■ **TO BE DONE**
Gather every line in the records below that contains the word "hand" and copy each of those lines in full.

(Items drawn from a data source)
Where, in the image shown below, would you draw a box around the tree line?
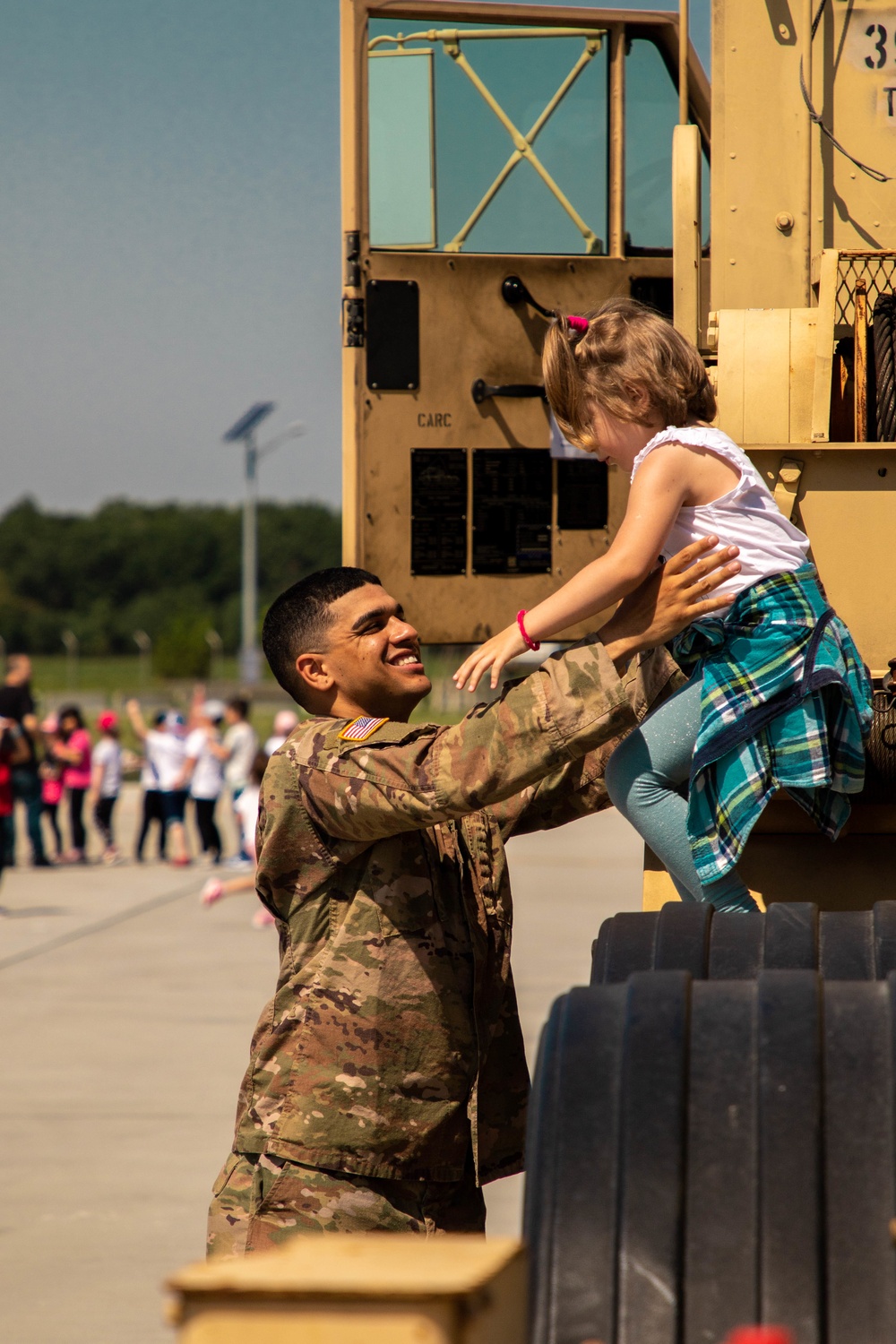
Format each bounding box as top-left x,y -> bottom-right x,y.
0,499 -> 341,676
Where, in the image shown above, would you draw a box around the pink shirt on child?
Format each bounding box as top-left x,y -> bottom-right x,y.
62,728 -> 90,789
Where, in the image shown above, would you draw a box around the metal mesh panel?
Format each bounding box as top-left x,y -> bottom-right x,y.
834,252 -> 896,327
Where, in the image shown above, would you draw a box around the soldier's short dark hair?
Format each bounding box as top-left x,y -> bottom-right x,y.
262,564 -> 380,704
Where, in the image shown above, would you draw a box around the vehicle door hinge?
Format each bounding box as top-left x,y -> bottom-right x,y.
774,457 -> 804,523
342,295 -> 364,347
345,228 -> 361,289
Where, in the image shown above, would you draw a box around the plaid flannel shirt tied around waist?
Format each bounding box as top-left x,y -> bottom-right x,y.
673,564 -> 872,883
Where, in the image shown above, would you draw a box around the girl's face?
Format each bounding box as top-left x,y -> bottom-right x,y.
582,402 -> 662,472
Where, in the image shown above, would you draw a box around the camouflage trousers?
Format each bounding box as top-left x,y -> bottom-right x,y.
208,1153 -> 485,1255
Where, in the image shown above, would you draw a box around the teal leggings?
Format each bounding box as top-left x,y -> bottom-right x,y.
606,676 -> 759,913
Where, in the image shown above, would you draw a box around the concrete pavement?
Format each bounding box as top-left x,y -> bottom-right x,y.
0,793 -> 640,1344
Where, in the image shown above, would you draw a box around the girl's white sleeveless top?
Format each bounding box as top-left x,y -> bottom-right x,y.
632,425 -> 809,594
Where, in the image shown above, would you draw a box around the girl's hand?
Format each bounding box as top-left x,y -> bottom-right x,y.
454,621 -> 525,691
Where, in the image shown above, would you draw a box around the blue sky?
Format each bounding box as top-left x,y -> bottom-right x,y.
0,0 -> 710,511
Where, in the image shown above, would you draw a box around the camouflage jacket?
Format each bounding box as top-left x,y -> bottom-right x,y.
234,642 -> 677,1183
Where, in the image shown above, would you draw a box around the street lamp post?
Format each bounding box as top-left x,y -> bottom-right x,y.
59,631 -> 79,691
224,402 -> 304,685
205,631 -> 224,682
134,631 -> 151,691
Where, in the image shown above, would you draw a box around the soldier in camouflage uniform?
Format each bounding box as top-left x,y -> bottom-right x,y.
210,535 -> 734,1254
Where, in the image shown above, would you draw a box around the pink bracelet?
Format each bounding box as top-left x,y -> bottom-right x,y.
516,612 -> 541,653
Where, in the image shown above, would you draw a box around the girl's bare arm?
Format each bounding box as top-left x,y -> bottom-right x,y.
454,448 -> 689,691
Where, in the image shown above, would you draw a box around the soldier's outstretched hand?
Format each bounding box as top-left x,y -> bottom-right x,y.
600,537 -> 740,658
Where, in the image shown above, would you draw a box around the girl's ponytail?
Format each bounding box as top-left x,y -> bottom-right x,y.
541,314 -> 599,443
541,298 -> 716,448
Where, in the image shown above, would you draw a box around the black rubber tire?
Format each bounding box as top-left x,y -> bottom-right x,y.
598,910 -> 659,986
872,295 -> 896,444
823,981 -> 896,1344
708,914 -> 766,980
653,900 -> 713,980
617,970 -> 691,1344
683,978 -> 759,1344
762,900 -> 818,970
874,900 -> 896,980
756,970 -> 823,1344
522,996 -> 567,1340
527,970 -> 896,1344
591,900 -> 896,986
818,910 -> 876,980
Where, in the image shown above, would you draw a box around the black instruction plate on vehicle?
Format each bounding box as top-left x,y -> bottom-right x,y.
473,448 -> 551,574
411,448 -> 468,574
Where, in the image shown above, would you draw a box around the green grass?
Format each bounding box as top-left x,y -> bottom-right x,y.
24,645 -> 492,747
30,653 -> 280,703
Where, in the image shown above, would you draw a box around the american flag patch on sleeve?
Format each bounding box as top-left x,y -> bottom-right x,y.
340,718 -> 388,742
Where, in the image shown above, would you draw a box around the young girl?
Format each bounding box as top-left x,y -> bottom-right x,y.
52,704 -> 91,863
90,710 -> 122,865
455,298 -> 871,911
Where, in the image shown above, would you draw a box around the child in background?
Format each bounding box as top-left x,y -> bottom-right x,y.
52,704 -> 91,863
455,298 -> 871,913
199,752 -> 274,929
134,710 -> 167,863
90,710 -> 121,865
0,718 -> 30,878
262,710 -> 298,758
38,714 -> 63,863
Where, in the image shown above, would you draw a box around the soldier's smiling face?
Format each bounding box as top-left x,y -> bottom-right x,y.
314,583 -> 433,720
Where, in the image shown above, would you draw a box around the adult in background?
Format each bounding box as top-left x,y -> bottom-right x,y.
52,704 -> 91,863
223,696 -> 258,863
262,710 -> 298,757
134,710 -> 167,863
125,701 -> 191,868
38,714 -> 65,863
181,701 -> 224,863
0,653 -> 49,868
90,710 -> 122,863
210,538 -> 739,1254
0,719 -> 28,878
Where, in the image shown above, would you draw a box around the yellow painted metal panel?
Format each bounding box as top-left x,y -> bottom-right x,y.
672,126 -> 702,346
718,309 -> 745,444
750,444 -> 896,674
788,308 -> 818,444
741,308 -> 790,444
711,0 -> 810,309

■ **TASK ANSWER**
Where, in the image shown above, would you draw a box around the girl's hand?
Where, in the image shown above, would you draw a box around the soldier's outstretched hand?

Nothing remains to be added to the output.